■ What to work on: Give back exactly the lines that run from the line containing "Practice. Place a point on every instance of the light" through the end of the listing below. Leave out every other line.

■ Data supplied:
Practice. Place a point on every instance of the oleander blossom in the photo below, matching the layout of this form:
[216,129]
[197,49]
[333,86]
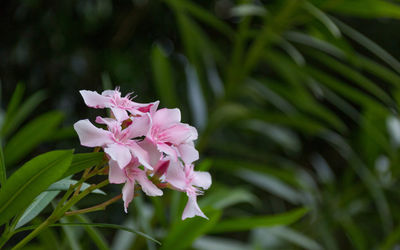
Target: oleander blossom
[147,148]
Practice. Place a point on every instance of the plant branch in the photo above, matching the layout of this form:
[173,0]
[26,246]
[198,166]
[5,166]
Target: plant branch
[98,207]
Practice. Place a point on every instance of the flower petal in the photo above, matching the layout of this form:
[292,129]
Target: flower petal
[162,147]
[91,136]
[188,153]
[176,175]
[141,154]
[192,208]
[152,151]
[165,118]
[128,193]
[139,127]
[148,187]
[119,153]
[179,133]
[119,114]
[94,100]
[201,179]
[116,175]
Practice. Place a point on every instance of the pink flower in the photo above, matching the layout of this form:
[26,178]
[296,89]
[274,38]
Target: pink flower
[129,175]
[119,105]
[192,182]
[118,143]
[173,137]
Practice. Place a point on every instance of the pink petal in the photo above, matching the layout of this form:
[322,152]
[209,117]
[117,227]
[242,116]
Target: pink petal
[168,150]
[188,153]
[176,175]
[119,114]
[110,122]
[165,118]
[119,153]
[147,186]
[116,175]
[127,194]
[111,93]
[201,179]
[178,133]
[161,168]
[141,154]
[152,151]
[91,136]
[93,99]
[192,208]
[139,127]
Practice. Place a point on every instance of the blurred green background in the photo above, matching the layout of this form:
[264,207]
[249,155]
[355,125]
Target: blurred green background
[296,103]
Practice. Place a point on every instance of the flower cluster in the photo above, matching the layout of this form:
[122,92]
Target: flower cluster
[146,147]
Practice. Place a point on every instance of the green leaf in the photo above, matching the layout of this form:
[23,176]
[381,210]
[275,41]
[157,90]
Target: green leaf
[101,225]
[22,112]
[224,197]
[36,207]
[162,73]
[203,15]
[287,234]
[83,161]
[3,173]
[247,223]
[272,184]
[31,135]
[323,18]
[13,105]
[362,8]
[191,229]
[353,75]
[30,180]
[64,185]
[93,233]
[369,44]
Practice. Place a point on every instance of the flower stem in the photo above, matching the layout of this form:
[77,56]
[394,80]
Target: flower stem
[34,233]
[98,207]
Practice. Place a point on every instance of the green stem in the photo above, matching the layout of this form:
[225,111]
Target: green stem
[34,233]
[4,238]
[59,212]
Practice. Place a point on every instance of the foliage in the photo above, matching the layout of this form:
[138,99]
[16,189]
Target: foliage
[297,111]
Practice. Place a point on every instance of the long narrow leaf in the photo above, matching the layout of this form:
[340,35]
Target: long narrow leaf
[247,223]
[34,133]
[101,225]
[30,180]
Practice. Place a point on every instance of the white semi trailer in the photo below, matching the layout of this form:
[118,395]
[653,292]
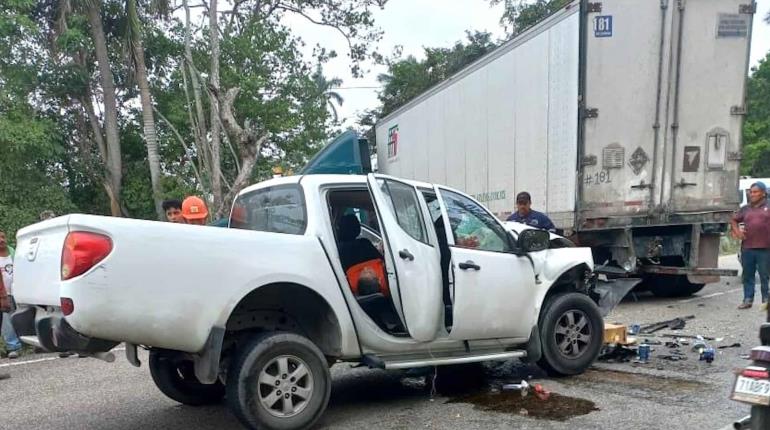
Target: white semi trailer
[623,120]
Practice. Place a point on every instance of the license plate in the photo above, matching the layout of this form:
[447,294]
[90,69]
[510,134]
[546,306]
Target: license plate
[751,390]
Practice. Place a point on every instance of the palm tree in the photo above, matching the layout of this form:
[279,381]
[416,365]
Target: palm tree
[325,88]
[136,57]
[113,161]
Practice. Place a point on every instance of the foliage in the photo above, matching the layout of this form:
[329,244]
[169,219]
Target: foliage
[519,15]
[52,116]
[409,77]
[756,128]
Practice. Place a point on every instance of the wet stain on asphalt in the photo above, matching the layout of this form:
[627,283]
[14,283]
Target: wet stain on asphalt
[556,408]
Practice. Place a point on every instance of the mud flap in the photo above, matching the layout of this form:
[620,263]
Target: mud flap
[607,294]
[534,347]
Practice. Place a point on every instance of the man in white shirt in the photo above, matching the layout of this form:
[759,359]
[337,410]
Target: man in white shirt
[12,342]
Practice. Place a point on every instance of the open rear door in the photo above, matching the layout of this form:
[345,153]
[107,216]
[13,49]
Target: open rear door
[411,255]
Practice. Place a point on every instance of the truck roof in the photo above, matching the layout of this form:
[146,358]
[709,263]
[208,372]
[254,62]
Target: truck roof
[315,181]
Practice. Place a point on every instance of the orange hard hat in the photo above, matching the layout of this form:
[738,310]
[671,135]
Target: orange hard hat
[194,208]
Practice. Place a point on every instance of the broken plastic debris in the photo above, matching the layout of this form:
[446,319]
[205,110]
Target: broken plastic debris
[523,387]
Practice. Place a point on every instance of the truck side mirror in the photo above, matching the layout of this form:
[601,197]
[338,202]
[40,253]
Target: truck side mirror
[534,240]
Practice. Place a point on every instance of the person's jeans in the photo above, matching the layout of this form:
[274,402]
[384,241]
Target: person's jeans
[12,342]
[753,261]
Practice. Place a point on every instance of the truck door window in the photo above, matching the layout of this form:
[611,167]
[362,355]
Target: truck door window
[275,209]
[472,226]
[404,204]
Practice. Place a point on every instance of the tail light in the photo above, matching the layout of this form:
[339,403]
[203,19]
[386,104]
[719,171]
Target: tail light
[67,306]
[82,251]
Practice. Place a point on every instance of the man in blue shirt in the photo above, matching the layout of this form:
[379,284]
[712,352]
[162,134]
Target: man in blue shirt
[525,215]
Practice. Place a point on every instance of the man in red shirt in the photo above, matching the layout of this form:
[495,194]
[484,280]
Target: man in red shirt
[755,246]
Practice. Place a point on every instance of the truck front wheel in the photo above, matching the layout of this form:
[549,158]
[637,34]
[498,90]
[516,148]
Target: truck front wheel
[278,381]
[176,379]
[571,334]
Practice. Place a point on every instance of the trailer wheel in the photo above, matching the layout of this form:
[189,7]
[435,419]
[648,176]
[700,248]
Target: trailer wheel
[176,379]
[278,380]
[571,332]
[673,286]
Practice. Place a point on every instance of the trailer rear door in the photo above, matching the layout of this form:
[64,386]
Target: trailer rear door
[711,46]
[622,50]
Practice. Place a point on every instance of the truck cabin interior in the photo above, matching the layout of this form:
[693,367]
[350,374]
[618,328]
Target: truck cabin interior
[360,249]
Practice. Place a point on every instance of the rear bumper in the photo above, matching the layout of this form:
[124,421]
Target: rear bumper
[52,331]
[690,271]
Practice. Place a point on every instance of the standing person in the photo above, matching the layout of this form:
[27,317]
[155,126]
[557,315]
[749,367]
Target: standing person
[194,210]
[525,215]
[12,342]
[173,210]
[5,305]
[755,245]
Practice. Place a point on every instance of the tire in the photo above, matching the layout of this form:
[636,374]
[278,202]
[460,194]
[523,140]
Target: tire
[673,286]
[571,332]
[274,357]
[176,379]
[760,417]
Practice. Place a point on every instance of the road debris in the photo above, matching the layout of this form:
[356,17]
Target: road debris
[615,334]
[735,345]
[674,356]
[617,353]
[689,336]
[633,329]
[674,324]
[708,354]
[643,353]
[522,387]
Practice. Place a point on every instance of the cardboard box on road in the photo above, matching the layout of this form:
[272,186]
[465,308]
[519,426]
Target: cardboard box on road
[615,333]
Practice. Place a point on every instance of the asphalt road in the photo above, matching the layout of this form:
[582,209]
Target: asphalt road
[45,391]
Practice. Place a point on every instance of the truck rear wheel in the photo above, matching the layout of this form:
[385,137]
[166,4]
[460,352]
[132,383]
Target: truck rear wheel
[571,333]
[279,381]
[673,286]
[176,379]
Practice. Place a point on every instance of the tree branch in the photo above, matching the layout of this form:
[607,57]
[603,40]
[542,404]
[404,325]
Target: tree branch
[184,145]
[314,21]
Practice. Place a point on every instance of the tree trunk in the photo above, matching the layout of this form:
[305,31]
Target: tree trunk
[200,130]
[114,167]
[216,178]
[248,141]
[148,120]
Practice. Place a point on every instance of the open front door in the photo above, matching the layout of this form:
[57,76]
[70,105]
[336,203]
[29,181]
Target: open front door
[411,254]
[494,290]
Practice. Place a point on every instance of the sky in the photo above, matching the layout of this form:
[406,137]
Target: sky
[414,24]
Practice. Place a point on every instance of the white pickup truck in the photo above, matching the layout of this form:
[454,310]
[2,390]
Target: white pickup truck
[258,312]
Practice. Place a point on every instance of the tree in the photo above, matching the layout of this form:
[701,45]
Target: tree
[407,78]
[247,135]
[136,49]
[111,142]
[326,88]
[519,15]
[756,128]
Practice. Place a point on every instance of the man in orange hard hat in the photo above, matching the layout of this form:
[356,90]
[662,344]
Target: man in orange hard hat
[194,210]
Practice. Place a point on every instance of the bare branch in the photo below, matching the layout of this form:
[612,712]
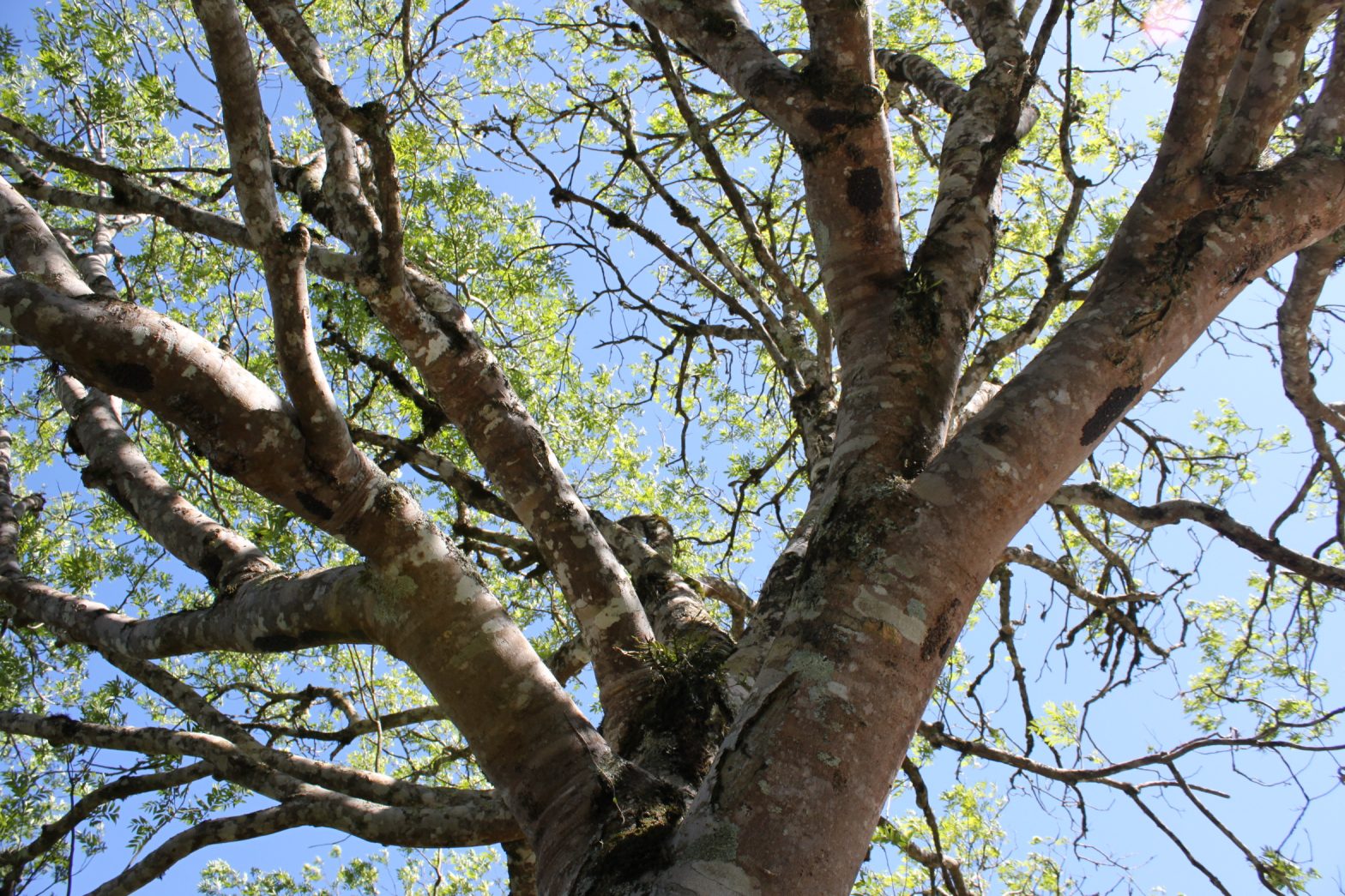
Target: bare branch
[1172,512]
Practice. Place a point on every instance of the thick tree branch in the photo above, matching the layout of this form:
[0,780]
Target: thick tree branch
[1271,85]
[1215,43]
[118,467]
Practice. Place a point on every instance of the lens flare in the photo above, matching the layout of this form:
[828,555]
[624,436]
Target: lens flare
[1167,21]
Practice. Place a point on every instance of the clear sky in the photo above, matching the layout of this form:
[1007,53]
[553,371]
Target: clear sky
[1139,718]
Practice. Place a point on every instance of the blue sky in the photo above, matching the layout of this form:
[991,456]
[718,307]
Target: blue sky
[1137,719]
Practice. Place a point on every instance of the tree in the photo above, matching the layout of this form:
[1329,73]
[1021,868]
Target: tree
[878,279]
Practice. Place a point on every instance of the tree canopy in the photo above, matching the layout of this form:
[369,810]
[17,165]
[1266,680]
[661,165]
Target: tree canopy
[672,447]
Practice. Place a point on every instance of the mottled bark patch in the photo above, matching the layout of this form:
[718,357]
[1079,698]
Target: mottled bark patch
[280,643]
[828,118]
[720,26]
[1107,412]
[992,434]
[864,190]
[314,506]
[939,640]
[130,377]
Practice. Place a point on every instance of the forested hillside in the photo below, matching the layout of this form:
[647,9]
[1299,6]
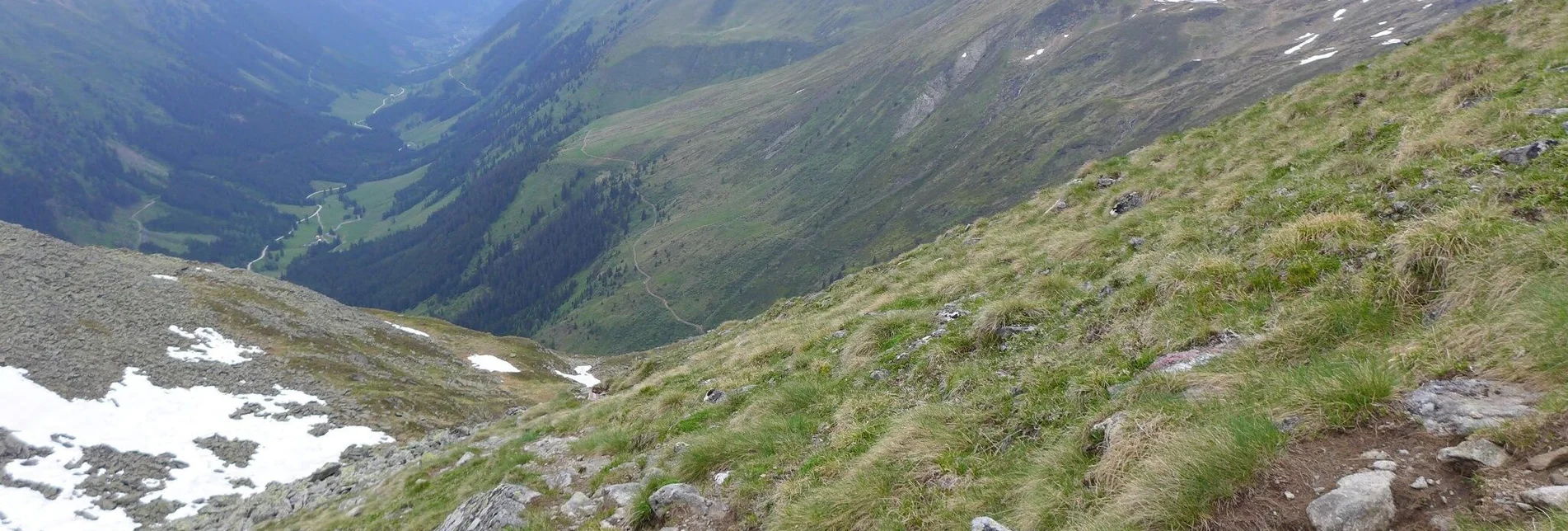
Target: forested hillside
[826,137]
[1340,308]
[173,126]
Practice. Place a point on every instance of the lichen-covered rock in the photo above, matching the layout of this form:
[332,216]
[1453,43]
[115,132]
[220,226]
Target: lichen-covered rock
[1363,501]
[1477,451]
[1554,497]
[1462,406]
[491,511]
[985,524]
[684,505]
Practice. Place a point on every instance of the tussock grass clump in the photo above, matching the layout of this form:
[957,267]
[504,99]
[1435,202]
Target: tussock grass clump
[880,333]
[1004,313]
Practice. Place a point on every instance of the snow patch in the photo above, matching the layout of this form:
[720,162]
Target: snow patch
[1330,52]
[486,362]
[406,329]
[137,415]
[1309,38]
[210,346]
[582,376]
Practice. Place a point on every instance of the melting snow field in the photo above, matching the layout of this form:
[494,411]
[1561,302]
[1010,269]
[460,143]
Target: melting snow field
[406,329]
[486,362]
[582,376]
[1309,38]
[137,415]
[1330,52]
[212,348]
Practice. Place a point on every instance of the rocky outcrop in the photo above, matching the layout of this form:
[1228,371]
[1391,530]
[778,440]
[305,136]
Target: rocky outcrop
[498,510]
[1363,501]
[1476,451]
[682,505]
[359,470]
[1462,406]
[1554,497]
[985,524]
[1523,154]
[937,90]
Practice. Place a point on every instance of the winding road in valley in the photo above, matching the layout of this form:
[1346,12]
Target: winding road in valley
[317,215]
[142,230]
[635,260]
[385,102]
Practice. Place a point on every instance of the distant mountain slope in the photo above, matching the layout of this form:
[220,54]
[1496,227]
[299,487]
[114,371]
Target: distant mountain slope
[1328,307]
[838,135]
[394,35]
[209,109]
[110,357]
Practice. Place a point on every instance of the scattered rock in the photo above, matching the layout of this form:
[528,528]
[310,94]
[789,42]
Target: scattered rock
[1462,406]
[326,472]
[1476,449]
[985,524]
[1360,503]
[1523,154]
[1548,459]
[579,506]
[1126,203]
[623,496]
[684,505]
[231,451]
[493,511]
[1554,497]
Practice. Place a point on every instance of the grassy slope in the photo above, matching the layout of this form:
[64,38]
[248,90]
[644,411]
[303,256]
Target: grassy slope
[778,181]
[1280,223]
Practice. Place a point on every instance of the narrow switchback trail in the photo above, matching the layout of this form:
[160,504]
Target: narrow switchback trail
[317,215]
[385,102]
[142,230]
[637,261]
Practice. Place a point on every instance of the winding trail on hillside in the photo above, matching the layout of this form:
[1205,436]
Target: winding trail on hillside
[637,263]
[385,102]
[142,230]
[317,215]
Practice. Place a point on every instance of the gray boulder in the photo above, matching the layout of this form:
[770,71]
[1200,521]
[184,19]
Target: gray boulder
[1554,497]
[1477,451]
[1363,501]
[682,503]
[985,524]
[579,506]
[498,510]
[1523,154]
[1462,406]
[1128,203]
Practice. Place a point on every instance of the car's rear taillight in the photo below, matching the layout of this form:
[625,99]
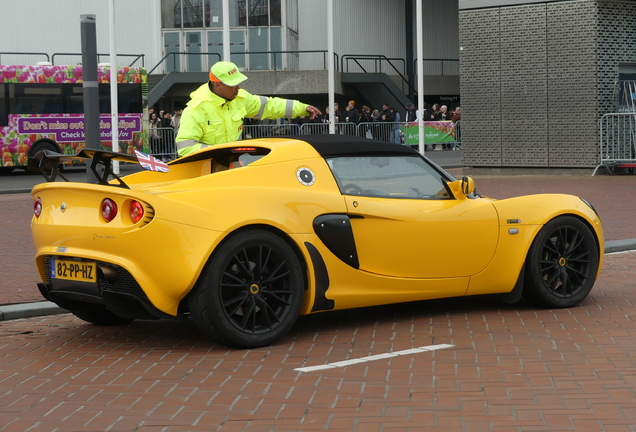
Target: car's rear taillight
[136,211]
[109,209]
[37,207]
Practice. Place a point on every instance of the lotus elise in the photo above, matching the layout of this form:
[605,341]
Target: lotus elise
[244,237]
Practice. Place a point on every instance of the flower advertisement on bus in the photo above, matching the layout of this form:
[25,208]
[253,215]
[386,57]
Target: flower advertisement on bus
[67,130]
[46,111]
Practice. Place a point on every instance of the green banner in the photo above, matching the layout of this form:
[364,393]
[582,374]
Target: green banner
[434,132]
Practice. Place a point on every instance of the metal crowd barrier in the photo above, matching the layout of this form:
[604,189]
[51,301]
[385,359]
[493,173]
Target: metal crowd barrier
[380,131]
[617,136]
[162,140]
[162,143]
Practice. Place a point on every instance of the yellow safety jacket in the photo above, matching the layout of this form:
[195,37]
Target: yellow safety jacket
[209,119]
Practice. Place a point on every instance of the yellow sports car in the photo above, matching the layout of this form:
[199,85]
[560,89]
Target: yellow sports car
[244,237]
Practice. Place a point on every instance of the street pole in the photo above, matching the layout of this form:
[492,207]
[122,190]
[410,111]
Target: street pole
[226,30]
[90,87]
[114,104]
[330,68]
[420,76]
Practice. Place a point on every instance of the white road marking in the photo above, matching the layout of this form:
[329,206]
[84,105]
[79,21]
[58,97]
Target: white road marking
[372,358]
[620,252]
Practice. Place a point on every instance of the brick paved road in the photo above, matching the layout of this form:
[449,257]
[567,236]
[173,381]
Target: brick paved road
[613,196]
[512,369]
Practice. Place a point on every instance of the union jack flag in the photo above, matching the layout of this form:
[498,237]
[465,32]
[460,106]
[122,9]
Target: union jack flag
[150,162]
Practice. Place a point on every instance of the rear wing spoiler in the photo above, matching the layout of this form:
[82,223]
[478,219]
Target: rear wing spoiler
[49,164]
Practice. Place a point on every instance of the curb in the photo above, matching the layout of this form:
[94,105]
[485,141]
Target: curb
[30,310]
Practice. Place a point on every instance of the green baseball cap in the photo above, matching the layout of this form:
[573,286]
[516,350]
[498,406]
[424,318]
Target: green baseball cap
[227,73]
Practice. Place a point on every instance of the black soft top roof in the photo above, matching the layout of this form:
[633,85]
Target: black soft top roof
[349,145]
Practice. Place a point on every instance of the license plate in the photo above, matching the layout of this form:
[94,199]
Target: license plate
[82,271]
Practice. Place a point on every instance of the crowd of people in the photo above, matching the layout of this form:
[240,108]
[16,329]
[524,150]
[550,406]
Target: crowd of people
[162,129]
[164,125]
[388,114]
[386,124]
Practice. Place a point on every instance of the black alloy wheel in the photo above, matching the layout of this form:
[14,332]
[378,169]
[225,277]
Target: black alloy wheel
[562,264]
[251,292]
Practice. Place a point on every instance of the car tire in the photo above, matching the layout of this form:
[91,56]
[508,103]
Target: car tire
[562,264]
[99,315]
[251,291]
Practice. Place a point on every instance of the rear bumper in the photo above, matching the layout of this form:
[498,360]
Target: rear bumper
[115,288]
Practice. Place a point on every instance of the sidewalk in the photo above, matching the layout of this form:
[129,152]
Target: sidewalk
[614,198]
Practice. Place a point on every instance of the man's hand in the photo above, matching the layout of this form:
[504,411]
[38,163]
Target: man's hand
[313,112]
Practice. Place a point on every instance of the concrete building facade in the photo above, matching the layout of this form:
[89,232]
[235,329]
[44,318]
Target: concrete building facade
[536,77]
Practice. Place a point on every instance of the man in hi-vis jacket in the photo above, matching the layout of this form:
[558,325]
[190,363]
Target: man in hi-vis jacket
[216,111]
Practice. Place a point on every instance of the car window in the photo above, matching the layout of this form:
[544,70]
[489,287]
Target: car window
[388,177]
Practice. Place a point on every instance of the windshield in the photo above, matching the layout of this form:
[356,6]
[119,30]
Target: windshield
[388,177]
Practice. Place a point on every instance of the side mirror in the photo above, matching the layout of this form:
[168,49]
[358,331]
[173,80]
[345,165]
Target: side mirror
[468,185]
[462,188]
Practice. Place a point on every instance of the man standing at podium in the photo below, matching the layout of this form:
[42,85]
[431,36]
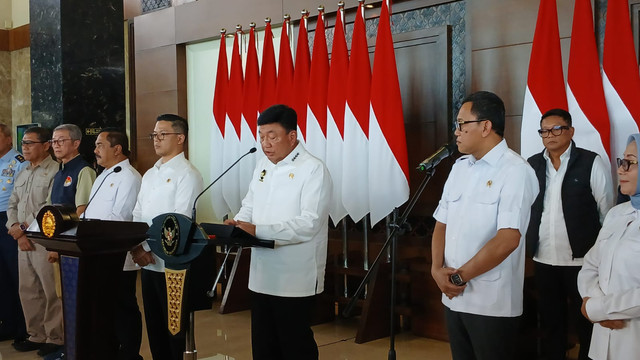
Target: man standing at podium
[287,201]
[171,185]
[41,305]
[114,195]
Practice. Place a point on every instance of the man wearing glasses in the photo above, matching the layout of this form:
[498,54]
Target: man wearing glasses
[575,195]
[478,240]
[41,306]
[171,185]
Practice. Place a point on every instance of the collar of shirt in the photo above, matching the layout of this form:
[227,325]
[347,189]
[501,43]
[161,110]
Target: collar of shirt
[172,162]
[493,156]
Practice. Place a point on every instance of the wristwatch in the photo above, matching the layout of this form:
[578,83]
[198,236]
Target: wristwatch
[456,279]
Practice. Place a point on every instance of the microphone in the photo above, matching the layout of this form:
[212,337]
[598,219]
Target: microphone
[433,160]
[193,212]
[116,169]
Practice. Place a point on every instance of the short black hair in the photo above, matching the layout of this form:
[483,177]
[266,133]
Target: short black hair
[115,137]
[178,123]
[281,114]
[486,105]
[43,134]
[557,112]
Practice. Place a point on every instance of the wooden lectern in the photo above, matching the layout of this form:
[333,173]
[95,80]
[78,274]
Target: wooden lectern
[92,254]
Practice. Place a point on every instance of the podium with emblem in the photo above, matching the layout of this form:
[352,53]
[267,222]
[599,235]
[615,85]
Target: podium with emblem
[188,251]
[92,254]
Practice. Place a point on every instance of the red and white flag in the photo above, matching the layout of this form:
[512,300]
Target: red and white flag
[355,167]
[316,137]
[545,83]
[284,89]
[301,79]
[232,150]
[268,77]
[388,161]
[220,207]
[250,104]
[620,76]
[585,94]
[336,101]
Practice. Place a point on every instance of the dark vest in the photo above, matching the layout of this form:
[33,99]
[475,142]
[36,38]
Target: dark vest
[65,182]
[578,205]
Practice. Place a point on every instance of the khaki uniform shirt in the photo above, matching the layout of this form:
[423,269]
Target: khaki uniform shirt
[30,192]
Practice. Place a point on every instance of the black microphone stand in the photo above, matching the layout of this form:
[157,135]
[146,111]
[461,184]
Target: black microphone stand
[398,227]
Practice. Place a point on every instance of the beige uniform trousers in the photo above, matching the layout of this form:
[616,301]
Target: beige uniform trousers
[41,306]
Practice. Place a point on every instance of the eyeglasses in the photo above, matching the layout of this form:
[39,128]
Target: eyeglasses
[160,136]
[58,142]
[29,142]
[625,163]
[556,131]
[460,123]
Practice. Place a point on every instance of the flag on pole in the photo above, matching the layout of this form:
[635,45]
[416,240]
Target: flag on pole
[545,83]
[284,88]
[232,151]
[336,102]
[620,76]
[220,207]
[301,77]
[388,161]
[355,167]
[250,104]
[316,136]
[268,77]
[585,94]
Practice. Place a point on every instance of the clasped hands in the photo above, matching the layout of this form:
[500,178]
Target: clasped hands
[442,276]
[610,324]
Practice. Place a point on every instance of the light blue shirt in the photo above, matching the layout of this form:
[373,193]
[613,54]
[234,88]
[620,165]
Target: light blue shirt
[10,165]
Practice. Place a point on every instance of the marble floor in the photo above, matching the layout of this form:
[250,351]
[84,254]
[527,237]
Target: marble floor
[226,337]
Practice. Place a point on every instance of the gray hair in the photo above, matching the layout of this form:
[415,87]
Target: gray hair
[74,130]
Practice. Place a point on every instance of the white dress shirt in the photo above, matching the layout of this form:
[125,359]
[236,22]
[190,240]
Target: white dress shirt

■ Result of this task:
Practice. Place a point on every instance of the light blue shirt in the photo above, matching the layout of this form:
[373,193]
[613,54]
[234,88]
[620,165]
Target: light blue shirt
[10,165]
Practice. Place a point on every instance of the marble floor in the photo above, matching the layout of this form:
[250,351]
[84,254]
[527,237]
Target: marble floor
[226,337]
Practice. Place a point on every instance of the gray hair in the photo above, matching the layout of this form:
[415,87]
Target: gray hair
[74,130]
Practice. Place a point on every instance of the white dress shirt in the photo above, matching the layout of this form:
[125,359]
[236,22]
[190,240]
Target: white dress shirt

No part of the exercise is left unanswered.